CONSIGNE »
Dans le texte sur la relation de Sylvie à son compagnon, transcrivez à l'identique le passage situé entre « Dans les entretiens » et « son propre désir. », ces deux segments compris.

TEXTE RETENU »
■ ■ ■ ■ ■ ■ ■
La relation à son compagnon

Dans les entretiens suivants, Sylvie parla de la relation avec son ami qu’elle avait connu à l’âge de dix neuf ans. Celui-ci travaillait comme gérant de magasin. Elle enchaîna sur le fait qu’il désirait des enfants sans spécifier les sentiments qu’elle avait pour lui. Ce raccourci de la pensée où le désir de l’autre est mis en avant tel un bouchon, lui évitait de parler d’elle et de son propre désir.

Il y avait dans ce discours une prévalence dans la relation d’objet, de l’autre, prévalence que le peu d’éléments dont nous disposions ne nous permettait pas de comprendre.

Sylvie revient sur le désir d’enfant de son ami, et de l’acceptation de son désir à lui qui n’était pas le sien. Elle poursuivit en signifiant, qu’au bout du sixième mois de grossesse, il l’avait quittée car dit-elle « il me trouvait trop énervée. » Dans la réalité, le couple vivait durant cette période chez les parents de l’ami de Sylvie, situation qu’elle ne supportait plus, à cause de sa « belle-mère » qui avait d’après Sylvie : « des rapports incestueux avec son fils ». En effet, elle : «lui donnait à manger quand il s’est fait arracher une dent, alors qu’il avait vingt ans », et « lui mettait le thermomètre quand il avait de la fièvre. » Sylvie mentionne que « sa belle-mère » a fait des démarches auprès des institutions concernées, pour savoir si son fils devait reconnaître ses enfants à naître.
■ ■ ■ ■ ■ ■ ■
DONNÉES ENREGISTRÉES »
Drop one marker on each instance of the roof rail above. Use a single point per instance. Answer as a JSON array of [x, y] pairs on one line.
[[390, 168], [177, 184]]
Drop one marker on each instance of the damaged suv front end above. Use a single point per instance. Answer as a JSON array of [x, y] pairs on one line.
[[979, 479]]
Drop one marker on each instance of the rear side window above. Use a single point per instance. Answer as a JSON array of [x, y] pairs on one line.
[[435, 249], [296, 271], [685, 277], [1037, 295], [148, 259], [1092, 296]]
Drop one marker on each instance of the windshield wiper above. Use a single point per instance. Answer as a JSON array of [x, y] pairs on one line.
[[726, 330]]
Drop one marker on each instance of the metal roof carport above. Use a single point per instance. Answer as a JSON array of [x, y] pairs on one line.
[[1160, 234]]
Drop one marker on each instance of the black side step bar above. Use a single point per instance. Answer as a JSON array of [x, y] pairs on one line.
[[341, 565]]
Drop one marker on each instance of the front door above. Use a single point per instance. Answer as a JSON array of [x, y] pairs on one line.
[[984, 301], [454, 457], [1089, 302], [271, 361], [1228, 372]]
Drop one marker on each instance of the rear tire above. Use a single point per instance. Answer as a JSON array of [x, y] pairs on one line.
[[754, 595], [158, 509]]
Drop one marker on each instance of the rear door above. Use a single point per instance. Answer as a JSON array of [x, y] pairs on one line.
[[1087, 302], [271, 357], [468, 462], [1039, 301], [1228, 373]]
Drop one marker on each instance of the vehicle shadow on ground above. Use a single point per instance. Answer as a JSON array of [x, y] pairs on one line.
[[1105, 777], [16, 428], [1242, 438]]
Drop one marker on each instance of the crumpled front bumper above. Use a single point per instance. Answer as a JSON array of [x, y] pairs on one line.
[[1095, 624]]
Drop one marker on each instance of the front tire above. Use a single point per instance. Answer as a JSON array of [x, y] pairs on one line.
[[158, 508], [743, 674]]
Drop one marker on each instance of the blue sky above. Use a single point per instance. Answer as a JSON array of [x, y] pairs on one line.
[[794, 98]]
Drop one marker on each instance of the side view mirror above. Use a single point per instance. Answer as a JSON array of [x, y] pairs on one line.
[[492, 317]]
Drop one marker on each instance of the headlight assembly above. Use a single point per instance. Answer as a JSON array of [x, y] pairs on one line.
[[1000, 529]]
■ ■ ■ ■ ■ ■ ■
VOTRE RÉPONSE »
Dans les entretiens suivants, Sylvie parla de la relation avec son ami qu’elle avait connu à l’âge de dix neuf ans. Celui-ci travaillait comme gérant de magasin. Elle enchaîna sur le fait qu’il désirait des enfants sans spécifier les sentiments qu’elle avait pour lui. Ce raccourci de la pensée où le désir de l’autre est mis en avant tel un bouchon, lui évitait de parler d’elle et de son propre désir.